[Image point grounding data]
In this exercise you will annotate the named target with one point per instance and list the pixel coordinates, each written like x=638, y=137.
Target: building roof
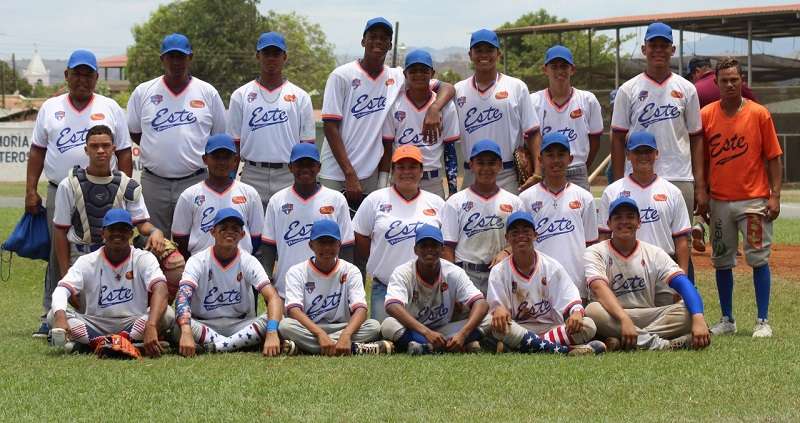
x=769, y=22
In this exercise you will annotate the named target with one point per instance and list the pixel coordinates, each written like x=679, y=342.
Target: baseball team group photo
x=535, y=227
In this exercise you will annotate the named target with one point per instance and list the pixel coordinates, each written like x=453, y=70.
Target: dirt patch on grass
x=784, y=261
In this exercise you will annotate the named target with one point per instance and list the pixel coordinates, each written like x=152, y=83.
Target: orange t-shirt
x=737, y=149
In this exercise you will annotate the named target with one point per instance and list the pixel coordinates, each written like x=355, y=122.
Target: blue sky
x=104, y=26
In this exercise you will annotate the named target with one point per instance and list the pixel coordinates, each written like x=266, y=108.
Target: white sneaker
x=725, y=326
x=762, y=329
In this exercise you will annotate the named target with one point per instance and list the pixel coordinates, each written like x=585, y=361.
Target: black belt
x=506, y=165
x=475, y=267
x=266, y=164
x=180, y=178
x=430, y=174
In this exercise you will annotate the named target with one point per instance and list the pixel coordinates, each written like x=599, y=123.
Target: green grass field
x=736, y=379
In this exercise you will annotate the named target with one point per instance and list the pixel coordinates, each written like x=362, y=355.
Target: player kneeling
x=423, y=294
x=216, y=307
x=623, y=275
x=318, y=320
x=115, y=286
x=536, y=308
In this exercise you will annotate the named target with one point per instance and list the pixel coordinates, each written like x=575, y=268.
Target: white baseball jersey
x=670, y=111
x=543, y=300
x=288, y=221
x=565, y=223
x=114, y=290
x=634, y=278
x=61, y=129
x=175, y=126
x=476, y=225
x=579, y=117
x=662, y=210
x=431, y=304
x=390, y=221
x=503, y=114
x=65, y=207
x=223, y=291
x=325, y=297
x=361, y=104
x=198, y=205
x=270, y=122
x=403, y=126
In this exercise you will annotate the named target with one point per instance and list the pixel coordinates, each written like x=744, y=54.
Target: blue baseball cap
x=554, y=138
x=115, y=216
x=428, y=232
x=641, y=139
x=304, y=150
x=176, y=42
x=622, y=202
x=658, y=29
x=82, y=57
x=325, y=227
x=484, y=36
x=558, y=52
x=228, y=213
x=419, y=56
x=520, y=216
x=378, y=21
x=272, y=39
x=220, y=142
x=484, y=146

» **WORK REQUEST**
If any image appears in the entries, omit it and return the rest verbatim.

» **SOLUTION TO THE PROBLEM**
In this exercise you will annotate the named target with one point per instance and list the pixel coordinates, each written like x=638, y=137.
Target: building roof
x=769, y=22
In this exercise you will annotate the named target with one point per instance and list the pixel coordinates, each written like x=679, y=342.
Target: baseball team group photo
x=535, y=227
In this exercise you will annotate the named target with one point per instance and list the pixel coordinates, each written like x=453, y=70.
Target: dirt patch on grass
x=784, y=261
In this exercise you will annotate the named target with one point per instance and list the pixel coordinates, each written like x=152, y=83.
Target: orange t-shirt
x=737, y=149
In this exercise you will annotate the named target with one point per instance and list the pixel coordinates, each written like x=355, y=122.
Target: blue sky
x=104, y=26
In this exercise you will annotate the named target with one point per instance and list the pixel coordinates, each written like x=266, y=108.
Target: white sneaker
x=725, y=326
x=762, y=329
In this exercise you will annotate the named target with one point per instance and list the pixel coordinates, each written like x=585, y=361.
Target: black belt
x=506, y=165
x=475, y=267
x=266, y=164
x=180, y=178
x=430, y=174
In this exercise you will annotate the named target with one point per instance and list the pixel coordinates, each written like x=599, y=123.
Target: green grass field
x=736, y=379
In this exercise you will annotate the named target with one point per instance and list the pixel coordinates, each written like x=362, y=355.
Target: player kneeling
x=423, y=294
x=216, y=307
x=623, y=275
x=318, y=320
x=115, y=286
x=536, y=308
In this exercise you will annotate the named target with one point per instance and list the pixel coordinates, each written like x=575, y=268.
Target: white baseball jersey
x=670, y=111
x=543, y=300
x=288, y=221
x=565, y=223
x=114, y=290
x=634, y=278
x=61, y=129
x=175, y=126
x=476, y=225
x=579, y=117
x=662, y=210
x=431, y=304
x=390, y=221
x=503, y=114
x=65, y=207
x=223, y=291
x=325, y=297
x=361, y=104
x=198, y=205
x=270, y=122
x=403, y=126
In this exercise you will annotate the named target with one point per instance and list the pixel coordinates, each written like x=744, y=54.
Target: blue baseball cap
x=554, y=138
x=115, y=216
x=428, y=232
x=641, y=139
x=304, y=150
x=176, y=42
x=622, y=202
x=658, y=29
x=82, y=57
x=325, y=227
x=484, y=36
x=558, y=52
x=228, y=213
x=419, y=56
x=520, y=216
x=378, y=21
x=272, y=39
x=220, y=142
x=484, y=146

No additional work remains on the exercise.